> Exercise: Collect every line of the records below that contains the word "distant", and copy each one out in full.

╭─ Exercise inputs

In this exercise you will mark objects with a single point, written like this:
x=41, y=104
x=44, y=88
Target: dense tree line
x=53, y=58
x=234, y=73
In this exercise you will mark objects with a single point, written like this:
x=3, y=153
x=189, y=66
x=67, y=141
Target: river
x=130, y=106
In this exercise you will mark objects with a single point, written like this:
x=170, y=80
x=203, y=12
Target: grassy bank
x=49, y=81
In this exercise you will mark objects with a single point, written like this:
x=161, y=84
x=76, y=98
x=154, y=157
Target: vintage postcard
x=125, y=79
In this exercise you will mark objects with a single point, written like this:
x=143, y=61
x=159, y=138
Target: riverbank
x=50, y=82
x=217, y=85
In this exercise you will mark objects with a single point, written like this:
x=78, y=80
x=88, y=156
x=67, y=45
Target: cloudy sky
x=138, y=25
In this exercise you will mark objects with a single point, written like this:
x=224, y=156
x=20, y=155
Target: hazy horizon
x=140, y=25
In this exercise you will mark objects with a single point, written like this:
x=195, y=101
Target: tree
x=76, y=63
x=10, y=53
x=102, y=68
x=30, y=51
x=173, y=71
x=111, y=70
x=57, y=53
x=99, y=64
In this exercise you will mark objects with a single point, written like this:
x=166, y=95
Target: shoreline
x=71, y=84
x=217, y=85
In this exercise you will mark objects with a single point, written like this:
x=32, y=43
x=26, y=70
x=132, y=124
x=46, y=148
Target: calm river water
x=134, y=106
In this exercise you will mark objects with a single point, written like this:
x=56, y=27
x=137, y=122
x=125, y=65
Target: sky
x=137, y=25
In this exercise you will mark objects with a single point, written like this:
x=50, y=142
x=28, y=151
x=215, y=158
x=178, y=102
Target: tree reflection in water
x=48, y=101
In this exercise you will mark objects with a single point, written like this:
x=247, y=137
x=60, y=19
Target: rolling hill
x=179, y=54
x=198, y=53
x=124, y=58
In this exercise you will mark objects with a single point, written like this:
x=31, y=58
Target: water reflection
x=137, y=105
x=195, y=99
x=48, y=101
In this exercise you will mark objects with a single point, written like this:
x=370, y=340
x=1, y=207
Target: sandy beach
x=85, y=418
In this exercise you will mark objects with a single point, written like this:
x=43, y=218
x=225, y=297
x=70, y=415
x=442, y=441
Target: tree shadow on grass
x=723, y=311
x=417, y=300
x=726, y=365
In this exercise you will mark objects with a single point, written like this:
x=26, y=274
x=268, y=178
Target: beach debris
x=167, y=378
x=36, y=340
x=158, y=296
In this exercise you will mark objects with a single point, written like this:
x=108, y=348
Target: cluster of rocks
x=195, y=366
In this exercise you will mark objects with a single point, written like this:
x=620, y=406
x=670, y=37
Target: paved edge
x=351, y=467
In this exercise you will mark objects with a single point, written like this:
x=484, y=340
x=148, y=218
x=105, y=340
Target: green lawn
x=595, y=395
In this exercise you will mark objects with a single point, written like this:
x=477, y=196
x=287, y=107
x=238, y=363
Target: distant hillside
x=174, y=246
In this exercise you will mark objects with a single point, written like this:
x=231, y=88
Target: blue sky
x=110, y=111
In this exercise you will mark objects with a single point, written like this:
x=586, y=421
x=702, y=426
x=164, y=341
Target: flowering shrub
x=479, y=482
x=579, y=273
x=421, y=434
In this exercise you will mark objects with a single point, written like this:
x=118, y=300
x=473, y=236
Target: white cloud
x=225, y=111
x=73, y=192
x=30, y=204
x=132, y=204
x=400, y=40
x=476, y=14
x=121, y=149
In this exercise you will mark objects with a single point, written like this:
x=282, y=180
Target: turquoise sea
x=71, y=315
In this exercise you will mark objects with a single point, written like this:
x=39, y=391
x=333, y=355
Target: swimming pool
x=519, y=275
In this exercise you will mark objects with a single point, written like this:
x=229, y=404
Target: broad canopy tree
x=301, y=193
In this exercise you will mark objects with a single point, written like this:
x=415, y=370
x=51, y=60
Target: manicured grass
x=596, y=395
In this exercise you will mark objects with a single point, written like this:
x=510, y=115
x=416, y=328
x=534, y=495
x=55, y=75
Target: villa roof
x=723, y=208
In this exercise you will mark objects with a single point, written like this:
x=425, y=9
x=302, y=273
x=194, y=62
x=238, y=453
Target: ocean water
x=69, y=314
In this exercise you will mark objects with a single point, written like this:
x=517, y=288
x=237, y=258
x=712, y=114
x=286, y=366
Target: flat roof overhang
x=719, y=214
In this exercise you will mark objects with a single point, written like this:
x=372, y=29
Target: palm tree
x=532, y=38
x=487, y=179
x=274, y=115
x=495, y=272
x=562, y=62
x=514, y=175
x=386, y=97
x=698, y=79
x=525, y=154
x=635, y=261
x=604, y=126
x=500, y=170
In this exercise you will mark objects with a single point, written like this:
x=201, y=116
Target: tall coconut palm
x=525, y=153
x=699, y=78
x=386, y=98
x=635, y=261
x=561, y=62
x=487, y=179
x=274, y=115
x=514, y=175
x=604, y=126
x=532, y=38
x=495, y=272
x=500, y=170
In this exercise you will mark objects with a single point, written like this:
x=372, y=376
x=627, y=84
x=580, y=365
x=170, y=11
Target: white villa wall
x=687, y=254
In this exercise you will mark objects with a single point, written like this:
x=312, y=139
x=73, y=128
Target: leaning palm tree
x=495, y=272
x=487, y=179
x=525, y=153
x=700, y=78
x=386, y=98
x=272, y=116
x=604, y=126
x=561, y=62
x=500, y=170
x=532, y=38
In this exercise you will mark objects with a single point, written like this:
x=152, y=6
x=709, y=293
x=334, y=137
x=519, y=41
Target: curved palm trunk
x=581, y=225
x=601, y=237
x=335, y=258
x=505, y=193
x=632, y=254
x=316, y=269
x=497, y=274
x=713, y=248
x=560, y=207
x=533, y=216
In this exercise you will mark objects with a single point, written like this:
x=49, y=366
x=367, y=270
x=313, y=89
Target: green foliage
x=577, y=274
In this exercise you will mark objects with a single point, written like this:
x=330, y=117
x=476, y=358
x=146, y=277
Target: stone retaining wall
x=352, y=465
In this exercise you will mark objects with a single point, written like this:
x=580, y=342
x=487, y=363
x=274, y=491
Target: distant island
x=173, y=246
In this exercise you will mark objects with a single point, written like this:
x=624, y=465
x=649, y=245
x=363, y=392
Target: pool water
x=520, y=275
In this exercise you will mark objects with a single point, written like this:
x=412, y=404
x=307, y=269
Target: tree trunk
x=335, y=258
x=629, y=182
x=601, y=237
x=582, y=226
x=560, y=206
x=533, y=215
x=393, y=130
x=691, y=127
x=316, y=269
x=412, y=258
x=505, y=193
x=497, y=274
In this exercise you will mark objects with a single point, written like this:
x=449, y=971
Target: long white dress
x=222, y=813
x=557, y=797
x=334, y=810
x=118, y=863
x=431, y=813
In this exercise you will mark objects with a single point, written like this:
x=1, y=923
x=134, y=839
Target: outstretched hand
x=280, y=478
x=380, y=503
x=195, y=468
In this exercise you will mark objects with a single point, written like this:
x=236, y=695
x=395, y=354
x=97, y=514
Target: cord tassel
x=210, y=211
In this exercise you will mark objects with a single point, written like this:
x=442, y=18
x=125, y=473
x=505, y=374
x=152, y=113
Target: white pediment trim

╰─

> Complete answer:
Target: distant hillside
Target: distant island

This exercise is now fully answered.